═════ Textblock

Zu laut oder "Teil der DNA"? Kuhglocken-Geläut entfacht Dorfzoff in der Schweiz
12.12.2023, 07:42 Uhr Artikel anhören
Kuhglocken sind laut - finden Zugezogene.
(Foto: picture alliance / CHROMORANGE)
Eine Posse beschäftigt die Schweiz: Zwei Ehepaare wollen durchsetzen, dass 15 Kühe nachts keine Glocke mehr tragen dürfen. Die Nachtruhe sei gestört. Der Streit eskaliert flugs, es gründet sich eine Gegeninitiative, eine Abstimmung wird vorbereitet. Dabei haben die Paare inzwischen Konsequenzen gezogen.
Kühe, die mit ihren sanft bimmelnden Glocken über die Weiden ziehen, gehören zum Bild der Schweiz wie die Löcher im Käse. Doch ebenso wie die Löcher wegen der modernen Melk-Technik bedroht sind, macht das moderne Leben zunehmend auch den Kühen das Bimmeln schwer. In der Gemeinde Aarwangen in der Schweiz wollen Traditionalisten das nicht hinnehmen.
Wenn sie gewusst hätten, was sie mit ihrer Beschwerde lostreten würden, hätten sie es vielleicht gelassen: Weil sie sich vom "Lärm" der Kuhglocken gestört fühlten, wollten zwei Ehepaare aus Aarwangen durchsetzen, dass die rund 15 Kühe, die in der Nähe ihrer Wohnungen weiden, nachts keine Glocken mehr tragen dürfen.
Er sei über die Beschwerde ziemlich überrascht gewesen, sagt Aarwangens Bürgermeister Niklaus Lundsgaard-Hansen. Obwohl er selbst in der Nähe der betroffenen Weide wohnt, sei ihm gar nicht bewusst gewesen, "dass Kühe viel Lärm machen". Erst jetzt wisse er, dass sich Menschen von dem Gebimmel gestört fühlen könnten.

══════════

» **Arbeitsaufträge**:
A: Wie heißt der Bürgermeister von Aarwangen laut dem Artikel über den Kuhglockenstreit?
B: Überarbeite im Artikel über den Kuhglockenstreit alles von „Kühe, die mit“ bis hinunter zu „das nicht hinnehmen.“ und ersetze dabei „Gemeinde“ durch „Ortschaft“.
C: Knüpfe bitte an den Artikel über den Kuhglockenstreit an und führe ihn nach seinem letzten Satz weiter.

═════ Datenauszüge

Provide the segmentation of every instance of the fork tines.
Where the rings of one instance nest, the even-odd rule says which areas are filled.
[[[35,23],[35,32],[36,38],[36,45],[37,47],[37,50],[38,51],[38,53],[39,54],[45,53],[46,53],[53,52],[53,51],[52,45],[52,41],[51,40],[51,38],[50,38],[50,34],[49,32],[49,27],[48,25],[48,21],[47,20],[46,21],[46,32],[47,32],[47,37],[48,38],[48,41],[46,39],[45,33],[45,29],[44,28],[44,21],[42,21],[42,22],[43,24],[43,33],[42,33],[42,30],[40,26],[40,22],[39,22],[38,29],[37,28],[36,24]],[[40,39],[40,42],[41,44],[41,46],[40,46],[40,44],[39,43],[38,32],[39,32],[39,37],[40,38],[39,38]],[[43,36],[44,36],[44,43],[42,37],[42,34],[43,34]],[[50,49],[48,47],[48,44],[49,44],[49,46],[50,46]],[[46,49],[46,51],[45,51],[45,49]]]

══════════
═════ Datenauszüge

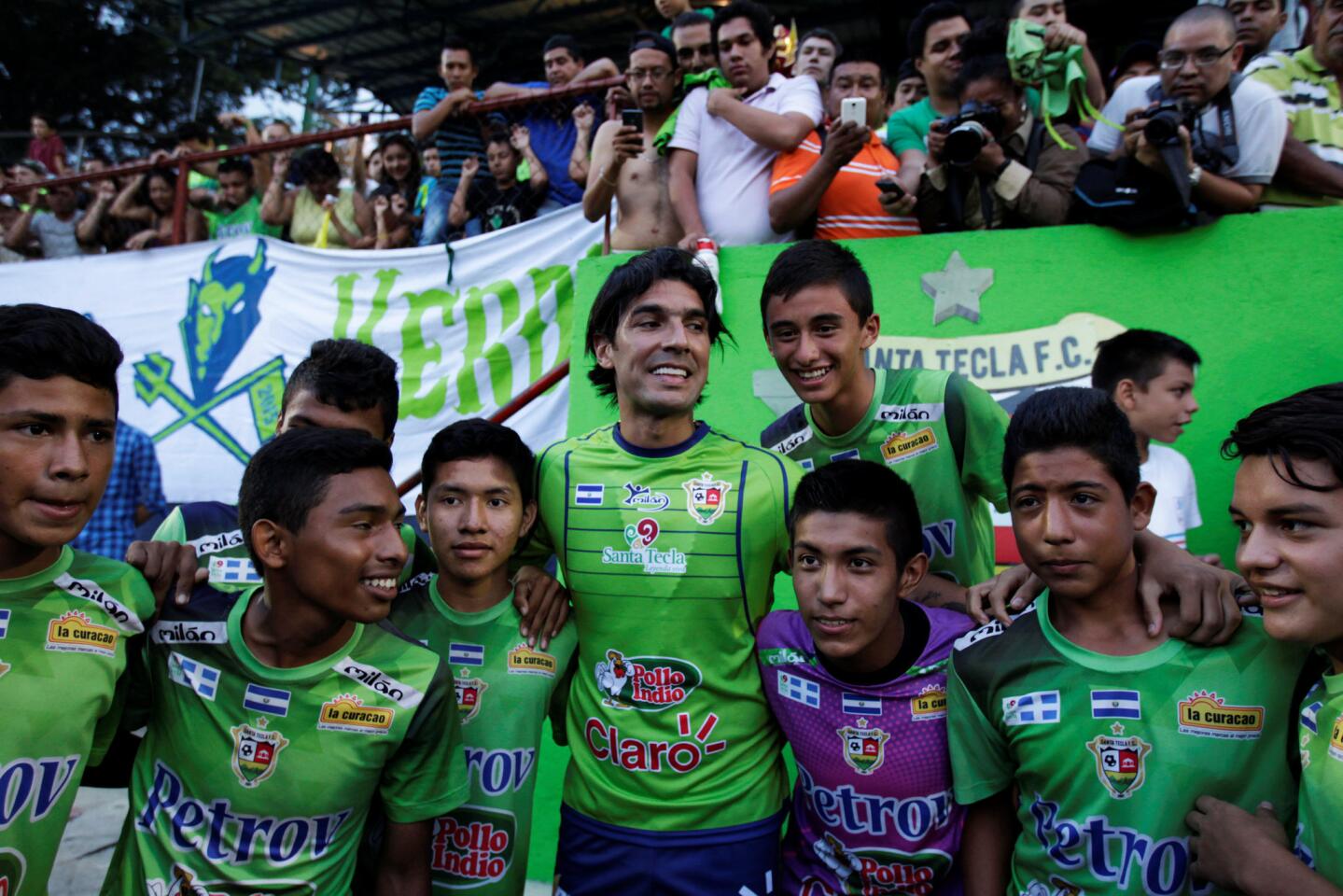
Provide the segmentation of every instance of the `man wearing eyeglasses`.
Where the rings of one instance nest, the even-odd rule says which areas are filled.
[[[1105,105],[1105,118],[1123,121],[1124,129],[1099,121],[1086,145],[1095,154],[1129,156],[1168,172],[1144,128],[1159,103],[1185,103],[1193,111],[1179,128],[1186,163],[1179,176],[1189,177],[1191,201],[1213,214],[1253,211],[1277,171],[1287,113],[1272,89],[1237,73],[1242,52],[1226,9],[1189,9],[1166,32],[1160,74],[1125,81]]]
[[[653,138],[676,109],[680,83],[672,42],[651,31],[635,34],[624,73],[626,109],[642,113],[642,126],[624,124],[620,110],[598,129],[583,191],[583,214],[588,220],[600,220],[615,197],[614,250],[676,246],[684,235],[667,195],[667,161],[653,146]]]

══════════

» **Lösungen**:
A: Niklaus Lundsgaard-Hansen

B:
Kühe, die mit ihren sanft bimmelnden Glocken über die Weiden ziehen, gehören zum Bild der Schweiz wie die Löcher im Käse. Doch ebenso wie die Löcher wegen der modernen Melk-Technik bedroht sind, macht das moderne Leben zunehmend auch den Kühen das Bimmeln schwer. In der Ortschaft Aarwangen in der Schweiz wollen Traditionalisten das nicht hinnehmen.

C:
Pro-Kuhglocken-Initiative gegründet
Die Reaktion auf den Vorstoß der beiden lärmempfindlichen Paare war heftig. Eine Gegeninitiative zum Schutz des nächtlichen Kuhglockengeläuts wurde gestartet, die diese Frage der örtlichen Bevölkerung zur Abstimmung vorlegen will. Für einen Erfolg der Initiative hätte die Unterstützung von zehn Prozent der Stimmberechtigten in Aarwangen gereicht, etwa 380 der rund 4800 Einwohner. Tatsächlich aber kamen 1099 Unterschriften zusammen. "Das ist enorm", findet Lundsgaard-Hansen. Die Abstimmung über das Kuhglockengeläut soll nun voraussichtlich im Juni stattfinden.
Kuhglocken dienten früher einmal dazu, die Tiere auf den Almen wiederzufinden, heute gibt es dafür GPS-Tracker. Doch auf das Wahrzeichen des idyllischen Landlebens wollen nur wenige verzichten. Am vergangenen Mittwoch hat die UNESCO die Alpsaison - die von zahlreichen Ritualen begleitete jahrhundertealte Tradition, das Vieh für den Sommer auf hoch gelegene Weiden zu treiben - auf die Liste des immateriellen Weltkulturerbes aufgenommen.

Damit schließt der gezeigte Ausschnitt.